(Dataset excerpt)
— START —
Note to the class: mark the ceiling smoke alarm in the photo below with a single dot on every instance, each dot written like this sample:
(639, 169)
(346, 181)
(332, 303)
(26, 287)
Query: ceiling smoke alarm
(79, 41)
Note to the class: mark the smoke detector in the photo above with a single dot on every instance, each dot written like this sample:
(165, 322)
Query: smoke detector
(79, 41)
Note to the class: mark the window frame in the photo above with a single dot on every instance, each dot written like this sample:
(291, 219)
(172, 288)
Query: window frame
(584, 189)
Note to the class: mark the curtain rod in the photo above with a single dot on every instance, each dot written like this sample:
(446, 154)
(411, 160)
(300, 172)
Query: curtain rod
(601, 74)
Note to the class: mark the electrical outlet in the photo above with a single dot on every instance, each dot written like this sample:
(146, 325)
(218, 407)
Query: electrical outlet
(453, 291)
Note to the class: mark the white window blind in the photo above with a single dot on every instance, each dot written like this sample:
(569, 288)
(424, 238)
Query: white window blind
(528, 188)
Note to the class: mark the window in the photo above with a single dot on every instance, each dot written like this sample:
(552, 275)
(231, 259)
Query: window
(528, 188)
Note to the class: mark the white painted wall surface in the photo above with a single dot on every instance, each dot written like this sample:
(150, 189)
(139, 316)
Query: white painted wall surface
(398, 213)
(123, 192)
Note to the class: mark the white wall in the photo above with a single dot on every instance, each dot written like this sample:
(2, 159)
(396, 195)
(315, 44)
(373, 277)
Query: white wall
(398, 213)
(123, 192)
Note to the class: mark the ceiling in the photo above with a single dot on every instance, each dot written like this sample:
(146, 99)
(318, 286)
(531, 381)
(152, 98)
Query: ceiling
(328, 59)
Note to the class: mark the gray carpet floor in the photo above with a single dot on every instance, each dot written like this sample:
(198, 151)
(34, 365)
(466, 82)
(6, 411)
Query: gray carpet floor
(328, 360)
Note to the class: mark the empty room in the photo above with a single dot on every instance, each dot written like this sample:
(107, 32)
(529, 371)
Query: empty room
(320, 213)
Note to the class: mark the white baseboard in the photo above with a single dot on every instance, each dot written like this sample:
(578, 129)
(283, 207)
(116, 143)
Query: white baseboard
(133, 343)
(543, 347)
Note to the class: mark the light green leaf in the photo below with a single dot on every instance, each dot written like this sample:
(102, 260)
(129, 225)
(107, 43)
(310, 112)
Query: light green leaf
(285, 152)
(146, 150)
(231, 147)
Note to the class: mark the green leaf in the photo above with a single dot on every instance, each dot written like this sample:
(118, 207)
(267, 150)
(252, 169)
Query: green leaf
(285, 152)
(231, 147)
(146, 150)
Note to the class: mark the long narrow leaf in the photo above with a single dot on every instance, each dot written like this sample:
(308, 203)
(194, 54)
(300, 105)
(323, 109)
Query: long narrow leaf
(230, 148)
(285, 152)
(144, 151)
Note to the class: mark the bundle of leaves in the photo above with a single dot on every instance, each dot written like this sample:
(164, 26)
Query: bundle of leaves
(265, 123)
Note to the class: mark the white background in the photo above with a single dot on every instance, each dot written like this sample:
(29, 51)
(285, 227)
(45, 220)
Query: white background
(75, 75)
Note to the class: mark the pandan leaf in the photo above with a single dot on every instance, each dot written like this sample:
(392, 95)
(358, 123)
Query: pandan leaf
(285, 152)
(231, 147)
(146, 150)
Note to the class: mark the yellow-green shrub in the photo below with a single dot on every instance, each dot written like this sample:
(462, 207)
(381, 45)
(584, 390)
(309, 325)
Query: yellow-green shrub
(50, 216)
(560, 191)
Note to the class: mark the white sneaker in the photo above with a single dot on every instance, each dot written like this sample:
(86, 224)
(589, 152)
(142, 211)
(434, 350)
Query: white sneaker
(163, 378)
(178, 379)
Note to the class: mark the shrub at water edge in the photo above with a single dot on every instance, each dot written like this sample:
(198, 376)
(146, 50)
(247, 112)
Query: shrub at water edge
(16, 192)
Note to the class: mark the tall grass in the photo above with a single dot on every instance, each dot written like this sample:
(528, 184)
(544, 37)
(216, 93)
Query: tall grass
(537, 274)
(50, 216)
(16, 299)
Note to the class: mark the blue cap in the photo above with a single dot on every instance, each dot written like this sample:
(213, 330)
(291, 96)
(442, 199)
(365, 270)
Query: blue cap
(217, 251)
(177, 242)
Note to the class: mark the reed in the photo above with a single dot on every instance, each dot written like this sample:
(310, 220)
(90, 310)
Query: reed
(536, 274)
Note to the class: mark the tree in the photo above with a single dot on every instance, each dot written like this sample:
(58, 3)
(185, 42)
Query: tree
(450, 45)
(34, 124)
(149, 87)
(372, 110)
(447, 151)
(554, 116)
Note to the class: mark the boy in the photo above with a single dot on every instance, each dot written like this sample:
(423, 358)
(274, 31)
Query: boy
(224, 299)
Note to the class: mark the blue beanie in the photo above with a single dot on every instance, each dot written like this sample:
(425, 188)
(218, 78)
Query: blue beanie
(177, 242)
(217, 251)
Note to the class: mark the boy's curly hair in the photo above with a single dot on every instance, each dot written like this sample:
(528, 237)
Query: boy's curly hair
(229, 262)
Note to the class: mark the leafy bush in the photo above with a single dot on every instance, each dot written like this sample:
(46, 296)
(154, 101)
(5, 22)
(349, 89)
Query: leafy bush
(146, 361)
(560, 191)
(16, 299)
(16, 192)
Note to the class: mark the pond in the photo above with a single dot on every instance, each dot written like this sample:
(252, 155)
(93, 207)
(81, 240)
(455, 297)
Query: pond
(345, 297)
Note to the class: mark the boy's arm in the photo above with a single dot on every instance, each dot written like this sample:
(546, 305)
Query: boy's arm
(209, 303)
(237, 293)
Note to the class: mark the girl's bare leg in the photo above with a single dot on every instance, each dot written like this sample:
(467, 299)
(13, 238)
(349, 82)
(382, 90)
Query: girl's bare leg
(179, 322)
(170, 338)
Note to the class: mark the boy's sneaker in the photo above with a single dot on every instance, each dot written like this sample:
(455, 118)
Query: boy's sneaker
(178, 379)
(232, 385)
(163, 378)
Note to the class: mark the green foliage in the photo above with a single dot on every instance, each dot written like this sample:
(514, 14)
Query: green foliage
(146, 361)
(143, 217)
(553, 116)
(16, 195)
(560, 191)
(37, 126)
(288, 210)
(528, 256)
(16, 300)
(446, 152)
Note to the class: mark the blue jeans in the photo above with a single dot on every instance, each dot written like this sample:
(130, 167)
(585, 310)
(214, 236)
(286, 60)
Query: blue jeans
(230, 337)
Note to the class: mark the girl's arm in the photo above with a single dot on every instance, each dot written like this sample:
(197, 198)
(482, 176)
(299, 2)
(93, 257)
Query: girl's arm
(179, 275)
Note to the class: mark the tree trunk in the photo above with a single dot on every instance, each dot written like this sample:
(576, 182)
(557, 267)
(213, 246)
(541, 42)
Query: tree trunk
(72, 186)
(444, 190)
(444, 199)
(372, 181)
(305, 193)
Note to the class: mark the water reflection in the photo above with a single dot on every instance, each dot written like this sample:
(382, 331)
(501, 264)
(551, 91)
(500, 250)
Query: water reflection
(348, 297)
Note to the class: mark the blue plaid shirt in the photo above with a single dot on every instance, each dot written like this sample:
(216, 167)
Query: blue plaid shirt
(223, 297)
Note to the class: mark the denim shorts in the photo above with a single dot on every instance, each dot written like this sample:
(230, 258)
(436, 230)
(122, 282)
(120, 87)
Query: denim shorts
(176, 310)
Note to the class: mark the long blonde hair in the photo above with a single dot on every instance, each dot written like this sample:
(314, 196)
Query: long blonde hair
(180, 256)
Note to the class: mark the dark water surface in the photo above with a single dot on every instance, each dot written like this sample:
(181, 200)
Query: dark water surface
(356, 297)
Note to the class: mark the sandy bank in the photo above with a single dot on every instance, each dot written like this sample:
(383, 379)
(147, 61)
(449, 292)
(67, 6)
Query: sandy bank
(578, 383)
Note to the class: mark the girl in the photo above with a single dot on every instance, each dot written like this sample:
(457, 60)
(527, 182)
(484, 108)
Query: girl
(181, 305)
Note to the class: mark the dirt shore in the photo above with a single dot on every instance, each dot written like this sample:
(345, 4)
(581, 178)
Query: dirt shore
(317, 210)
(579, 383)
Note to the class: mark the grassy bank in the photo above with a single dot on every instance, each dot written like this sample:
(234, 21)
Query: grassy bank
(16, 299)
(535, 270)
— END —
What is required: Return the lines from the line containing "Note to the class: mark the dark" to the end of the entries above, exactly as they appear and with no other output.

Finished answer:
Note to the class: mark the dark water surface in the photo above with a single dot on every instance, each dot written like this sample:
(181, 200)
Query: dark water surface
(356, 297)
Note to the class: mark the sandy bank in the photo above with a single dot on every instance, each dot written like this sample:
(383, 379)
(147, 61)
(449, 292)
(67, 6)
Query: sandy bank
(578, 383)
Note to the class: mark the girl in the photo above with a single dot on every instance, each dot written like this sample:
(457, 60)
(527, 182)
(484, 108)
Query: girl
(181, 305)
Note to the class: mark the dirt shore in the photo above with a single dot on every instance, each dot written like this sample:
(345, 4)
(581, 178)
Query: dirt shore
(317, 210)
(579, 383)
Note to the class: mark the grassy bank in the photo above with a single dot on every instance, each dot written like this sample:
(234, 21)
Query: grassy bank
(16, 299)
(535, 270)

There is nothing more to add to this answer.